==== TEXTO CITADO

Por Felipe Coutinho, presidente da Associação de Engenheiros da Petrobrás (AEPET)
"O BRASIL E A PETROBRÁS
têm enorme potencial. Descobrimos as maiores reservas de petróleo das
últimas três décadas, temos tecnologia de vanguarda, nosso mercado é
pujante e tem potencial de crescimento, a estatal é integrada e capaz de
lidar com a variação dos preços relativos dos seus produtos.
Não podemos nos
apequenar diante da conjuntura adversa. A Petrobrás é estratégica para
nos garantir a segurança energética para atravessarmos o fim da era do
petróleo barato de se produzir. Com a Petrobrás, podemos levantar a
infraestrutura de produção dos renováveis, vocação de um país
continental e tropical como o Brasil, e construirmos um futuro
caracterizado pela valorização do trabalho, com justiça econômica e
dignidade.
O PETRÓLEO
não é uma mercadoria comum, não é substituível ponderadas as suas
qualidades e quantidades. A Petrobrás não é uma empresa qualquer, vide
seu peso na economia nacional e seu papel na garantia da segurança
energética do país. O plano de negócios da companhia precisa estar
subordinado, e ser sustentado, por um projeto de desenvolvimento
nacional. Privatizar ativos estratégicos e rentáveis é uma ameaça ao
futuro da companhia e um entrave ao desenvolvimento econômico e social
brasileiro.
A CORRUPÇÃO é
um fenômeno histórico, sistêmico e estrutural. O principal agente e
beneficiário da corrupção é o empresário corruptor. Subalternos e
descartáveis são os políticos e executivos da administração estatal
corruptos. A relação de subordinação é revelada na comparação entre os
valores fraudados, através dos contratos superfaturados quando a estatal
compra, ou subsidiados quando ela vende, e a propina cobrada para
viabilizá-los. Entre os principais beneficiários, além do empresário
corruptor, estão os banqueiros que lavam mais branco. A sociedade, a
Petrobrás e os petroleiros são as vítimas.
São necessárias medidas
institucionais para proteger a companhia contra a corrupção, mas que
garantam sua eficiência empresarial. Desmontar a organização
antidemocrática e burocrática vigente. Fortalecer o corpo técnico no
exercício direto das atividades de pesquisa aplicada, projetos básicos,
condução dos empreendimentos, compra direta de equipamentos e materiais,
com a redução das contratações de consultorias e de terceiros para
exercício de atividades estratégicas. [1] [2] [8]
A PRIVATIZAÇÃO
é chamada pelo eufemismo “desinvestimento”. É planejada a venda de
ativos na ordem de 57 bilhões de dólares, cerca de 20% do patrimônio da
estatal, até 2020. O foco do plano é a redução do endividamento, da
“alavancagem” no jargão financeiro. Trata-se da privatização de ativos
rentáveis, do comprometimento do fluxo de caixa futuro, da entrega de
mercado pujante e com potencial de crescimento, além da desintegração da
companhia. São ativos estratégicos que podem ser entregues aos
competidores no pior momento, já que estão depreciados pela queda dos
preços do petróleo no mercado mundial.

========
==== REGISTROS ARMAZENADOS

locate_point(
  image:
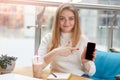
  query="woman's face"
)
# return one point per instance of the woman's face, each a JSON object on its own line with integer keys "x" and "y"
{"x": 66, "y": 21}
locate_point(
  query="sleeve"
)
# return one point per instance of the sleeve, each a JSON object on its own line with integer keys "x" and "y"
{"x": 92, "y": 68}
{"x": 42, "y": 50}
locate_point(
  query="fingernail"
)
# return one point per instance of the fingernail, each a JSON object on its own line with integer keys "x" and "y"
{"x": 77, "y": 48}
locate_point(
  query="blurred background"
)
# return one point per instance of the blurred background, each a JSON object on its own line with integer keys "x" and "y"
{"x": 23, "y": 23}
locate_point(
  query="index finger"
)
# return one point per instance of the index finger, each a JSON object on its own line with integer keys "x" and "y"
{"x": 74, "y": 48}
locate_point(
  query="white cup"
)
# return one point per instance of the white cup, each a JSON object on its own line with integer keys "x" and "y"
{"x": 40, "y": 69}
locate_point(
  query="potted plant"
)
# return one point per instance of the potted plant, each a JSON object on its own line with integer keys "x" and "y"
{"x": 7, "y": 63}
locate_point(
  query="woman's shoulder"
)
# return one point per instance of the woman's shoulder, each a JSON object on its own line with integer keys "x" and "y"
{"x": 48, "y": 36}
{"x": 84, "y": 37}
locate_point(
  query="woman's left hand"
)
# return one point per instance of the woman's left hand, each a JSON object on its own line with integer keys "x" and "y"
{"x": 84, "y": 54}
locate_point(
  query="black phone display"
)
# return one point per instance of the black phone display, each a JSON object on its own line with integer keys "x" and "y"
{"x": 89, "y": 51}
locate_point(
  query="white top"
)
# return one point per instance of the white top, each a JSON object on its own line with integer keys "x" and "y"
{"x": 71, "y": 63}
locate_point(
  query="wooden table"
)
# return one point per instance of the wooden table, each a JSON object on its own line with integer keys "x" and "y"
{"x": 27, "y": 71}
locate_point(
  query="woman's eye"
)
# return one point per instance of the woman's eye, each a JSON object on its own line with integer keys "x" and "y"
{"x": 61, "y": 18}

========

• INSTRUÇÕES DAS TAREFAS:
1) Reescreva em forma de lista o parágrafo do texto sobre a Petrobrás que começa com "A CORRUPÇÃO é", mantendo seus fatos principais.
2) Retome o texto sobre a Petrobrás logo após sua última frase e continue a escrita.

• RESULTADOS POR TAREFA:
1)
- A corrupção é um fenômeno histórico, sistêmico e estrutural.
- O principal agente e beneficiário da corrupção é o empresário corruptor.
- Os políticos e executivos corruptos da administração estatal são subalternos e descartáveis.
- Essa subordinação se revela ao comparar os valores fraudados com a propina cobrada para viabilizá-los. As fraudes ocorrem por contratos superfaturados quando a estatal compra ou subsidiados quando ela vende.
- Além do empresário corruptor, os banqueiros que lavam mais branco estão entre os principais beneficiários.
- As vítimas são a sociedade, a Petrobrás e os petroleiros.

2)
Em 2015, a Petrobrás
captou bilhões de dólares em títulos de longo prazo no mercado
financeiro, com o Banco de Desenvolvimento da China, no mercado
doméstico com bancos estatais e privados. Seja no mercado financeiro
internacional, na relação estratégica com países soberanos, ou no
mercado doméstico, dados empíricos contradizem a hipótese do limite do
endividamento.
A Petrobrás tem
potencial de crescimento, descobriu o pré-sal, possui tecnologia de
ponta, tem acesso privilegiado a um mercado pujante e praticamente
cativo. Além de ser uma empresa integrada, fator que minimiza os riscos.
A companhia deve focar no crescimento, proporcional ao desenvolvimento e
em apoio a economia nacional. Deve utilizar a renda petroleira para
investir em infraestrutura para a produção de renováveis, e assim nos
preparar para o futuro. Vender ativos para pagar dividendos no curto
prazo e se acanhar diante da liderança do desenvolvimento industrial
brasileiro é um erro grave, com severas consequências para o futuro
corporativo e nacional. [3]
O PRÉ-SAL, O REGIME DA PARTILHA E O OPORTUNISMO
dos de sempre. A propriedade do petróleo é estratégica e sua produção
deve ser compatível com o desenvolvimento da economia nacional e
submetida ao interesse social.
Ao petróleo e ao gás
natural deve ser agregado valor, com o refino para a produção de
derivados e na conversão para a produção de petroquímicos e
fertilizantes. Para evitar que interesses privados se imponham aos
interesses da maioria da população brasileira, a Petrobrás deve liderar a
produção do pré-sal na condição de operadora única.
A Petrobrás como operadora única no pré-sal é importante para:
1) evitar a extração predatória,
2) prevenir a fraude na medição da vazão do petróleo produzido,
3) impedir a fraude na medição dos custos dos empreendimentos e da operação,
4) viabilizar política industrial que fortaleça fornecedores locais de bens e serviços,
5) garantir o desenvolvimento tecnológico etc.
Nenhum país se desenvolveu entregando seus recursos naturais, finitos e estratégicos, para exportação pelas multinacionais. [4]
A REORGANIZAÇÃO CORPORATIVA.
A Petrobrás iniciou em 2015 o trabalho para sua reestruturação
corporativa. Antes de tratarmos da organização, precisamos entender o
conteúdo do trabalho que se pretende estruturar. Assim se destacam o
modelo de Pesquisa aplicada, Desenvolvimento e Engenharia básica
(PD&E) do CENPES e as estratégias de contratação e gestão dos
empreendimentos. O conceito do PD&E está em risco de desintegração
com a transferência da Engenharia Básica do CENPES para
a gerência responsável pela implantação dos empreendimentos e projetos.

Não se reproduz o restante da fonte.